» EXERCISE OBJECTIVE: The number of lines holding "instance" in the listing below is all you should give.
***** DATASET *****
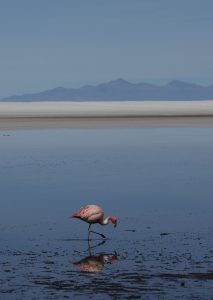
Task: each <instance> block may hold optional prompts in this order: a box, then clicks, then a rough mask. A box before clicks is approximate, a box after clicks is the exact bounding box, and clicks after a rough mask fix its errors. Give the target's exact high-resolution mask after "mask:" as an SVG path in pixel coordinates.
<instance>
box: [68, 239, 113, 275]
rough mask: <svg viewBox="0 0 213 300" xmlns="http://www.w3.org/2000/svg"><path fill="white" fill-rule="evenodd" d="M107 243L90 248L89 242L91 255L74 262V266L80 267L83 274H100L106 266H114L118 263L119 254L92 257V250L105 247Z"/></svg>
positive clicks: (89, 246)
mask: <svg viewBox="0 0 213 300" xmlns="http://www.w3.org/2000/svg"><path fill="white" fill-rule="evenodd" d="M105 242H106V241H102V242H101V243H98V244H97V245H94V246H92V247H91V246H90V242H89V241H88V246H89V248H88V252H89V255H88V256H86V257H85V258H83V259H81V260H79V261H76V262H73V263H72V264H73V265H74V266H77V267H79V269H80V271H81V272H86V273H99V272H101V271H102V270H103V269H104V266H105V264H112V263H113V262H114V261H116V260H117V259H118V258H117V253H116V252H114V254H113V255H112V254H107V253H100V254H99V255H92V252H91V249H93V248H96V247H98V246H100V245H103V244H104V243H105Z"/></svg>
*****
» THE ANSWER: 2